== Task objective ==
Below are records to be reproduced exactly and in full.

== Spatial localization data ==
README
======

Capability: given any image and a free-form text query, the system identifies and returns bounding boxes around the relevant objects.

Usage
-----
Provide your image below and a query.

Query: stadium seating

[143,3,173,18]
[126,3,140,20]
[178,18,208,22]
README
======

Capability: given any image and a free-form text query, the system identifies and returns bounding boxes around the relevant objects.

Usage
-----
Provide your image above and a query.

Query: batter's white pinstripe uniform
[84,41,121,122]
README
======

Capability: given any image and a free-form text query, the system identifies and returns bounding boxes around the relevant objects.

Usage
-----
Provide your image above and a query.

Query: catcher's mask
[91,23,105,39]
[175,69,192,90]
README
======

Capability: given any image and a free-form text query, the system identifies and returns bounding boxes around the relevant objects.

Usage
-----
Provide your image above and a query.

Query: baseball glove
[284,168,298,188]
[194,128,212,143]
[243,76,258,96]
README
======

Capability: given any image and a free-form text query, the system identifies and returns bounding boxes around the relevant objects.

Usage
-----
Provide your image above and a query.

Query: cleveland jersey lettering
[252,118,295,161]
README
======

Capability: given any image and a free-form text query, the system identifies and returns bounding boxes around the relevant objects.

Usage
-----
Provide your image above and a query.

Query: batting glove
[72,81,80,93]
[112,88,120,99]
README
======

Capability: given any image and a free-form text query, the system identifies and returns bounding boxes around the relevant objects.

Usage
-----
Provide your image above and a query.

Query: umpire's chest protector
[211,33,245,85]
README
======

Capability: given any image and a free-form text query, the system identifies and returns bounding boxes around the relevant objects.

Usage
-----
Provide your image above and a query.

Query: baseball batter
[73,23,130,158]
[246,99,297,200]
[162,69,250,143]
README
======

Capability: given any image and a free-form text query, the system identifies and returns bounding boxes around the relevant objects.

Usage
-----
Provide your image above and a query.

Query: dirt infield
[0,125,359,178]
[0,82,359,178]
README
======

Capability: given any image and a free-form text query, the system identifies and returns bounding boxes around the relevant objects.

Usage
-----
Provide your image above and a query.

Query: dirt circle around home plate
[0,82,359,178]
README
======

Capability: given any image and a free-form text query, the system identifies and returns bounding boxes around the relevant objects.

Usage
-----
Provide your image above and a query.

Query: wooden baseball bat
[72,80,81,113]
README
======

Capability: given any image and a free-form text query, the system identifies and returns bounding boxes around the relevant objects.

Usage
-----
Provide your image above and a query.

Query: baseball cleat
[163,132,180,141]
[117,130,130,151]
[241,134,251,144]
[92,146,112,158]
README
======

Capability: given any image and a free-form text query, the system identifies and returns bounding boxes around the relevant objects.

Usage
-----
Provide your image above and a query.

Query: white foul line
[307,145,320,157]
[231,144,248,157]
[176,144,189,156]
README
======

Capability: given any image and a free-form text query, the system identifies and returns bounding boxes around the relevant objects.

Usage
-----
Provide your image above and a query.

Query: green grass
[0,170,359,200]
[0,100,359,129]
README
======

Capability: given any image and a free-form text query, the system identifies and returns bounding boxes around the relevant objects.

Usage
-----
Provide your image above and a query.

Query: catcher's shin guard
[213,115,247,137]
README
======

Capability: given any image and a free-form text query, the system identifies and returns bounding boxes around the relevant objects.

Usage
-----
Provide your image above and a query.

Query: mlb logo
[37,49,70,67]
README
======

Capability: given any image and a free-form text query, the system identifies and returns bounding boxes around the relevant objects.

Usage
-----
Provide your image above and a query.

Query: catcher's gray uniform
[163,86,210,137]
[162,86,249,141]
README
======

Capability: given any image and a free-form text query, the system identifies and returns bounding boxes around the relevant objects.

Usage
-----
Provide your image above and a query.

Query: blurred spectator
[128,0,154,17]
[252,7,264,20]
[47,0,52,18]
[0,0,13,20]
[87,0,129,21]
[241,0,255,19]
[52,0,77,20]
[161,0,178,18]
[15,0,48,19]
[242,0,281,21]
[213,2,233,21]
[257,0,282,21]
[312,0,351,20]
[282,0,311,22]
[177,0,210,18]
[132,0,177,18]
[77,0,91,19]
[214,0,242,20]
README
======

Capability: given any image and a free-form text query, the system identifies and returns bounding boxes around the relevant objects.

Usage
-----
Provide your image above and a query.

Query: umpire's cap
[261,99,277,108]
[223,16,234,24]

== Problem solution ==
README
======

Capability: given any image and a free-form text query, the system identifies and returns bounding boxes around the relevant objects.

Usage
-----
Provide your image below and a query.

Query: stadium seating

[143,3,173,18]
[126,3,140,20]
[178,18,208,22]
README
======

Capability: given any image and a free-form text query, the system identifies and returns bounding boxes around the relevant objects.

Usage
-----
Provide your image above and a query.

Query: batter's white pinstripe uniform
[84,41,121,122]
README
======

Capability: given any image and a free-form text query, the system identifies and returns bounding boxes around the relevant objects.

Usage
-----
Provide your image above and a query.

Query: catcher's mask
[91,23,105,39]
[175,69,192,90]
README
======

Capability: given any image and a free-form text query, the system identifies and returns bounding boxes around the relevant objects.

Usage
-----
Provide your image above and a query.

Query: baseball glove
[284,168,298,188]
[194,128,212,143]
[243,76,258,96]
README
======

Capability: given any image and a free-form text query, the system identifies and returns bounding boxes around the relevant objects.

Usage
-----
Provide your image above and a query.

Query: cleveland jersey lettering
[252,118,295,161]
README
======

Capability: given any image and a free-form text query, the system identifies and returns bounding boxes around the relevant objects.

Usage
-----
Provide your image above and a query.

Query: batting glove
[72,81,80,93]
[112,88,120,99]
README
======

Capability: given any image and a free-form text query, the system identifies and returns bounding boxes around the relevant objects.

Usage
-----
Provide your image above and a query.

Query: umpire's chest protector
[211,33,245,85]
README
======

Capability: given any image and a free-form text query, the system identifies and returns bounding boxes around the relevant objects.

Usage
-----
Provide your image above and a query.

Query: baseball batter
[73,23,130,158]
[246,99,297,200]
[162,69,250,143]
README
======

Capability: given any image and a free-form text query, the system identifies and returns bounding boxes around the relevant objects.

Usage
-----
Provide your image above and a query.

Query: dirt infield
[0,125,359,178]
[0,82,359,178]
README
======

Capability: given any image and a free-form text query, the system identifies and returns bounding boxes around the relevant objects.

Usage
-----
Provide your image above and a query.

Query: dirt circle around home plate
[0,82,359,178]
README
======

Capability: given any image and a free-form text query, the system identifies and returns bounding boxes around the relevant objects.

Usage
-----
Provide your image above and a query.

Query: wooden baseball bat
[72,80,81,113]
README
======

Capability: given any image and a free-form text query, the system identifies and returns bounding boxes around the relevant objects.

Usage
-----
Provide your image above and a query.

Query: baseball cleat
[163,132,180,141]
[117,130,130,151]
[241,134,251,144]
[92,146,112,158]
README
======

Capability: given any image and a free-form text query, the system identifies and returns bounding boxes around the relevant objects.

Usage
-----
Provide your image above and a query.

Query: white foul line
[307,145,320,157]
[231,144,248,157]
[176,144,189,156]
README
======

Capability: given any image and a free-form text query, the system identifies and returns bounding boxes around the relevant objects.

Usage
-----
Provide your image above and a query.

Query: green grass
[0,170,359,200]
[0,100,359,129]
README
======

Capability: given any image and a free-form text query, the system identifies and returns bounding boxes around the relevant objects.

Usage
-----
Provide your image above and a query.

Query: catcher's shin guard
[213,115,247,137]
README
======

Capability: given any image and a free-form text query, the system identifies and returns bounding boxes around the relevant objects.

Usage
-----
Provide your image above and a query.

Query: mlb logo
[37,49,70,67]
README
======

Capability: given any image and a free-form text query, the system identifies and returns bounding boxes around the relevant objects.

Usage
-----
Provide your image above and a query.

Query: catcher's gray uniform
[163,86,210,137]
[162,86,249,141]
README
======

Capability: given any image and a free-form text query, the system identifies and returns bounding boxes around the relevant objects.

Usage
-----
Provide your image above and a query.

Query: blurred spectator
[128,0,154,17]
[252,7,264,20]
[47,0,52,18]
[0,0,13,20]
[87,0,129,21]
[241,0,255,19]
[52,0,77,20]
[161,0,178,18]
[15,0,48,19]
[242,0,281,21]
[213,2,233,21]
[257,0,282,21]
[312,0,351,20]
[282,0,311,22]
[177,0,210,18]
[132,0,177,18]
[77,0,91,19]
[214,0,242,20]
README
======

Capability: given any image and a free-form text query, the system identifies and returns bounding boxes around the relevant objects.

Usage
-----
Provide your image above and a query.

Query: umpire's cap
[261,99,277,108]
[223,16,234,24]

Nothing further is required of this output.